Reading text =>

How do I use Amazon Elastic Filesystem (EFS) with Artifactory HA

How do I use Amazon Elastic Filesystem (EFS) with Artifactory HA

Artifactory High Availability (HA) in AWS may use S3 for scalable storage or Amazon's Elastic File System (EFS) may be implemented for an NFS filestore. Designing for EFS implementation must take into account certain aspects of how EFS works.

This document explains the differences between Bursting Throughput and Provisioned Throughput modes with the goal of achieving optimal performance using EFS with Artifactory HA. For more information about Amazon EFS, see What is Amazon Elastic File System?

Amazon EFS Performance Overview

Bursting Throughput Mode (default mode)

Throughput on Amazon EFS scales as a file system grows. A file system can drive throughput continuously at its baseline rate.  Additionally, Amazon EFS is designed to burst to high throughput levels for periods of time.

For full documentation on EFS performance, see Throughput Scaling in Amazon EFS.

Amazon EFS uses a credit system to determine when file systems can burst. Each file system earns credits over time at a baseline rate that is determined by the size of the file system, and uses credits whenever it reads or writes data. Whenever a file system is inactive or driving throughput below its baseline rate, the file system accumulates burst credits.

If your file system has no burst credits available, the I/O throughput is the baseline rate, until burst credits replenish. The baseline rate may severely impact Artifactory performance.  Therefore, it is best practice to avoid needing burst credits at all, or very rarely, and instead be able to provide the entire needed throughput with the baseline throughput allocation.  You can monitor the balance by using Amazon CloudWatch metric for Amazon EFS.

Provisioned Throughput Mode

If you find that performance is limited in Bursting Throughput mode due to a small capacity file system or spikes in throughput requirements, you can opt for Provisioned Throughput mode.  Provisioned Throughput provides the ability to set a throughput level that will remain constant and consistently high as you use the file system, independent of the size of the file system.  This mode is ideal for customers who need high throughput but have a relatively small file system, which is not uncommon for Artifactory users. You can find more details on Provisioned Throughput usage and pricing on the AWS website.

 

How to determine which throughput mode is best suited for your workload?

 

For the best results, you must consider what your workload is and the capacity required to meet that performance. Take it this way: Using Bursting Throughput mode, the more capacity in your filesystem, the higher your baseline and burst throughput.

Task to complete => From the page on using Amazon EFS with Artifactory HA, copy everything from "Amazon EFS uses" down to "for Amazon EFS." word for word.

Referring-expression pointing data:
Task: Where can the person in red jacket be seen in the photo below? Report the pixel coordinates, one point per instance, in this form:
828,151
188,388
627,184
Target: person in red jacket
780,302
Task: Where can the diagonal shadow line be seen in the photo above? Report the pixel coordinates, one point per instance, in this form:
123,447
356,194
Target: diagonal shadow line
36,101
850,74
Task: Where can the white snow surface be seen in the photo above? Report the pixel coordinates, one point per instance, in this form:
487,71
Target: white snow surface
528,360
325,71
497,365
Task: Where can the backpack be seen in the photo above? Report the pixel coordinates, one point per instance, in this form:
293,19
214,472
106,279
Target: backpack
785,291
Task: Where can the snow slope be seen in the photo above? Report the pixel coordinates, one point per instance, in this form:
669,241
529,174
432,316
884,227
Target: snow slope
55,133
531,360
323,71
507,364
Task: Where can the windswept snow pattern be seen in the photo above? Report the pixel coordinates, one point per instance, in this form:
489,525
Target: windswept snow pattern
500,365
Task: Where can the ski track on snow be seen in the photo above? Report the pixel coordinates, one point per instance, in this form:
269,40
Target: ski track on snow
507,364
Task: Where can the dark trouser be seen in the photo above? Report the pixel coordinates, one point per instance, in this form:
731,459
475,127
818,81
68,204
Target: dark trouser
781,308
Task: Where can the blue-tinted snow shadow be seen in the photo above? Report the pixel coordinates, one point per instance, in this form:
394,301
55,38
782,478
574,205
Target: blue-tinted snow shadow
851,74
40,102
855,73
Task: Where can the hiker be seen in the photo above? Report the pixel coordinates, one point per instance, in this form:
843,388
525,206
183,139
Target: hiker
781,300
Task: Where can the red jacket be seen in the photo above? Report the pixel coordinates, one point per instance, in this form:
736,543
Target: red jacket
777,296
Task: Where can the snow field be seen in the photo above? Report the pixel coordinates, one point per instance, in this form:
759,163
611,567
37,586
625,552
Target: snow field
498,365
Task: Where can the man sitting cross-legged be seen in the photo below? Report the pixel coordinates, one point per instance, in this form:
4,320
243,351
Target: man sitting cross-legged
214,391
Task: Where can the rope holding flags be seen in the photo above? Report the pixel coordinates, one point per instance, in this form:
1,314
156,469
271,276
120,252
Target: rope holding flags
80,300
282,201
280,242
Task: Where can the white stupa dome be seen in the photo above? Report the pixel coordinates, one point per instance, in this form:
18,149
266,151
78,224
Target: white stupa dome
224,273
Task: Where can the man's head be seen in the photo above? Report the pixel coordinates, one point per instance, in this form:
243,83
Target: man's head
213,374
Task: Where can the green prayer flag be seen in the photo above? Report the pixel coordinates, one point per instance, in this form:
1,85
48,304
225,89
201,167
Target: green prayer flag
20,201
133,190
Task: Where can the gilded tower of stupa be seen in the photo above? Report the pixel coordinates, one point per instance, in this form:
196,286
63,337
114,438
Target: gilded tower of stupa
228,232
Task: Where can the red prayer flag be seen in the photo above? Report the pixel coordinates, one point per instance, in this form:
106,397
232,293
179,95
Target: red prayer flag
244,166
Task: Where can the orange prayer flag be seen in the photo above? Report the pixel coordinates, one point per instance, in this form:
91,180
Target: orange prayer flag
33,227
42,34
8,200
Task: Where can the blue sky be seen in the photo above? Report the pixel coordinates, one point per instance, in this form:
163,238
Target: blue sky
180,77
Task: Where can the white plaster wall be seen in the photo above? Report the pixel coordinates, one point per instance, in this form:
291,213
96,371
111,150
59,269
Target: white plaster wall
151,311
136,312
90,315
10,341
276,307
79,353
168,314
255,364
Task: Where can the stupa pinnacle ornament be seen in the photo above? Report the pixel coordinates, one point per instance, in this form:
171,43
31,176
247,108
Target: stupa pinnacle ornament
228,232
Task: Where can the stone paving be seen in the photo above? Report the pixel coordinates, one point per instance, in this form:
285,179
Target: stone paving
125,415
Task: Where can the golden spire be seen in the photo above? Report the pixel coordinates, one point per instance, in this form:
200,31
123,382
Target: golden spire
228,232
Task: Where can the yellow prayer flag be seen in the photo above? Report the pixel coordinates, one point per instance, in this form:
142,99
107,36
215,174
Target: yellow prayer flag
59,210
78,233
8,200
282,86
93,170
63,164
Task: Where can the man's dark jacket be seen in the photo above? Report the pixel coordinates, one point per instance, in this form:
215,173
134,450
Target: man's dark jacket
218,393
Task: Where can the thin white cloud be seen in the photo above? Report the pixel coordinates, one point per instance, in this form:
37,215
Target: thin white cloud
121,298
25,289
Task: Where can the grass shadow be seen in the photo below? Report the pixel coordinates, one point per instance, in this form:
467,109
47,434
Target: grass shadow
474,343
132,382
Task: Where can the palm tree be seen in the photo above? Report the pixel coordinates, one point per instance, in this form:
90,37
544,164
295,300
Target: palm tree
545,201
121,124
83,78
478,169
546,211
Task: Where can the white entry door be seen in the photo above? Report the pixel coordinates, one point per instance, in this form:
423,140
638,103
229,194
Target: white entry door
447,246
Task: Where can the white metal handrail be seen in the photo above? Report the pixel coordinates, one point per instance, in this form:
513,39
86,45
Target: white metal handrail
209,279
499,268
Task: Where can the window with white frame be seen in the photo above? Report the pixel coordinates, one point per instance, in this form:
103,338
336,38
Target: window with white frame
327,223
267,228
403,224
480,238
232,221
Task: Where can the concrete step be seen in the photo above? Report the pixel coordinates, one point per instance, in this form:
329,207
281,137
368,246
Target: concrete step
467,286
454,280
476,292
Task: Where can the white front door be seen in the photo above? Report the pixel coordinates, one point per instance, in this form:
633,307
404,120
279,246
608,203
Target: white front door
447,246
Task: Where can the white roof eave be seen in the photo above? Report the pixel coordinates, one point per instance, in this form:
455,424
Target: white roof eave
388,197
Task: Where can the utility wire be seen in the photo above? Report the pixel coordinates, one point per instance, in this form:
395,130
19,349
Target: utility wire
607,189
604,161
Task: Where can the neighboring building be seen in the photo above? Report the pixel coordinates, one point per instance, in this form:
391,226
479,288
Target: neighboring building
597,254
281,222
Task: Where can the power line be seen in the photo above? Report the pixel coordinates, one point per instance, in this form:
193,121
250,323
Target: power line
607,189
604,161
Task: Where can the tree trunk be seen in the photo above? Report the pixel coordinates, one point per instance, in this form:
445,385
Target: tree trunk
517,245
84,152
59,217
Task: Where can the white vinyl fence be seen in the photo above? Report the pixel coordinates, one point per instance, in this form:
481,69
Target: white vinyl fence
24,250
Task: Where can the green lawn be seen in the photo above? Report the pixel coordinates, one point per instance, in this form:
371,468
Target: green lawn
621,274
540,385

Exercise answer =>
Amazon EFS uses a credit system to determine when file systems can burst. Each file system earns credits over time at a baseline rate that is determined by the size of the file system, and uses credits whenever it reads or writes data. Whenever a file system is inactive or driving throughput below its baseline rate, the file system accumulates burst credits.

If your file system has no burst credits available, the I/O throughput is the baseline rate, until burst credits replenish. The baseline rate may severely impact Artifactory performance.  Therefore, it is best practice to avoid needing burst credits at all, or very rarely, and instead be able to provide the entire needed throughput with the baseline throughput allocation.  You can monitor the balance by using Amazon CloudWatch metric for Amazon EFS.